*Task item*.
Leave out any pictures and transcribe all other data below exactly.

*Entries taken from a collection*.
--- START ---

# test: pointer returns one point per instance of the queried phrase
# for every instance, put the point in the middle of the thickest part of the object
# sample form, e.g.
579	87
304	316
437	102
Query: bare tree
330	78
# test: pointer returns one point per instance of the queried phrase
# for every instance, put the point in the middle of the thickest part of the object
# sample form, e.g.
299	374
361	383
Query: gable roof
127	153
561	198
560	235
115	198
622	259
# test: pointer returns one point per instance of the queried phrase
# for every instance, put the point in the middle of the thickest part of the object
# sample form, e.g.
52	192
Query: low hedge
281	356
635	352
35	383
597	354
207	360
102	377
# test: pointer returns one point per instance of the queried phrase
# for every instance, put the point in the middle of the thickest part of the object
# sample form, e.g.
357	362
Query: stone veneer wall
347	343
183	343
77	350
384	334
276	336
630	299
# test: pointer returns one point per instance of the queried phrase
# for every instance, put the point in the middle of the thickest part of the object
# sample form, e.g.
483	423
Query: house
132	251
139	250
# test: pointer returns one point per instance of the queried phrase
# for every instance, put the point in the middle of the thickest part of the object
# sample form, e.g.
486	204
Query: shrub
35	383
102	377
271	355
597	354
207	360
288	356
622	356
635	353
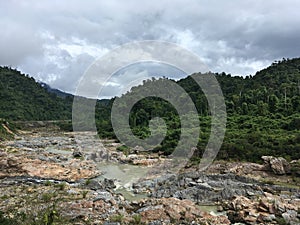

--- END ---

*Output*.
# test: pointer returns one point per instance of the queried phrase
# for every instance, put the point in the middle of the thickest part of the object
# sample form, e.g.
579	87
304	316
437	102
Query: bare tree
330	78
# test: pointer returns one point per instance of the queried phrase
# for every instance, put the point in the middle of the thickest part of the object
# sample form, e.g.
299	374
361	383
Query: gable roof
127	153
561	198
560	235
115	198
622	259
# test: pointer returns one point per instance of the queried phrase
# for every instance, put the point in the middle of the thickest part of the object
# sample form, e.g.
52	192
Query: low hedge
281	356
635	352
35	383
597	354
207	360
102	377
# test: pointer returns one point per instance of the queried phrase
# for every instance, put the point in the middle of the thickest part of the object
# sample form, e.g.
357	362
Query: stone veneer wall
347	343
183	343
77	350
384	334
276	336
630	299
# test: pointer returns one point per instance of the queried phrase
# for every instance, put the point in the middle of the thickest part of the object
# sample form, e.g.
483	423
Query: house
132	251
139	250
# test: pointer returns one point per instance of the queried phrase
# for every instance, put the point in the middle of the thickest part of the object
# sample form, e.g.
486	204
Query: shrub
35	383
102	377
271	355
597	354
207	360
288	356
622	356
635	353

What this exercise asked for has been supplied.